Extracted text>
--*--
13 / 01 / 2019, 11:14 looks back at how the FIM Speedway Grand Prix class of 2018 fared. Today, we feature an historic season for Freddie Lindgren.

The Orebro-born racer has been part of the World Championship since 2008 – missing just one season in 2015. Since that break, Fast Freddie has emerged a better, tougher and hungrier rider than ever.

After racing as first reserve and regaining his SGP spot in 2016, Lindgren stormed to eighth place in 2017. Had it not been for a season-ending back injury which ruled him out of the last two rounds, there’s every chance he could have won a World Championship medal.

That crash left Lindgren struggling to walk even short distances in the early stages of his recovery. But you wouldn’t have known it when racing resumed in spring 2018 as the Andorra-based ace powered to the top of the standings.

Lindgren opened his season with third place at the BOLL Warsaw SGP. But the 16 points he piled up at PGE Narodowy put him top of the embryonic table.

The Czestochowa and Smederna man stayed there in Prague. He saw off nearest rival Tai Woffinden in a brutal first lap of the final, before pipping Patryk Dudek to victory with a delightful burst around the outside on the line.

Woffinden – just a point behind – didn’t take that lying down. He repaid the compliment at the next round in Horsens, passing Lindgren in their final heat race to drop the Swede out of the semi-finals as he finished on seven.

It was a lead Woffy didn’t let slip, but Lindgren still produced a season to remember in the race for the medals.
--*--
Instruction 1>
Copy the speedway article's text starting with "After racing as" and going on through "of the standings.".
Instruction 2>
Continue the article about Freddie Lindgren's 2018 speedway season, picking up after its final sentence.
The material after this speedway article has no connection to it.

Supplied information>
--*--
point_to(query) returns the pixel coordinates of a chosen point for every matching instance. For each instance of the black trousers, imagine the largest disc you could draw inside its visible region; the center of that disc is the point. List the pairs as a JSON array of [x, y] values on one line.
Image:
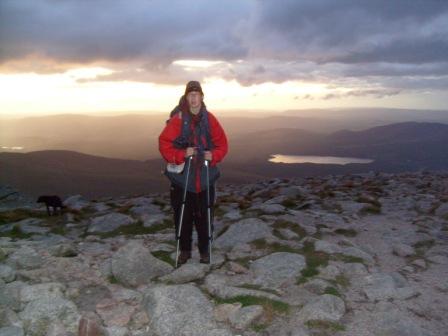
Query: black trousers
[[195, 212]]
--*--
Reply 1>
After racing as first reserve and regaining his SGP spot in 2016, Lindgren stormed to eighth place in 2017. Had it not been for a season-ending back injury which ruled him out of the last two rounds, there’s every chance he could have won a World Championship medal.

That crash left Lindgren struggling to walk even short distances in the early stages of his recovery. But you wouldn’t have known it when racing resumed in spring 2018 as the Andorra-based ace powered to the top of the standings.

Reply 2>
He charged to second at the Norrbil Swedish SGP in Hallstavik, before a tough night in Cardiff left him with seven points. Lindgren responded with third and 15 in Malilla, but disaster struck when he suffered a hand injury in a PGE Ekstraliga crash at Tarnow in August.

This left him unable to give his best in Gorzow, with Lindgren bravely battling his way to two points. The injury didn’t help matters in the weeks that followed, but Fast Freddie wasn’t letting this medal chance pass him by.

He raced back into the final at the AZTORIN Slovenian SGP, scoring 13 points, before notching a handy nine in Teterow.

This sent him into the last round in Torun deadlocked on 98 points with Polish rival Maciej Janowski for third place.

Lindgren prevailed – he bagged 11 at the Marian Rose Motoarena. And with Magic managing only six, it was the Swede who won the race for the rostrum, taking bronze behind Bartosz Zmarzlik.

Having never finished above eighth before SGP 2018, Lindgren took a huge stride forward in his career as he became the first World Championship medallist from Sweden since Andreas Jonsson won silver in 2011.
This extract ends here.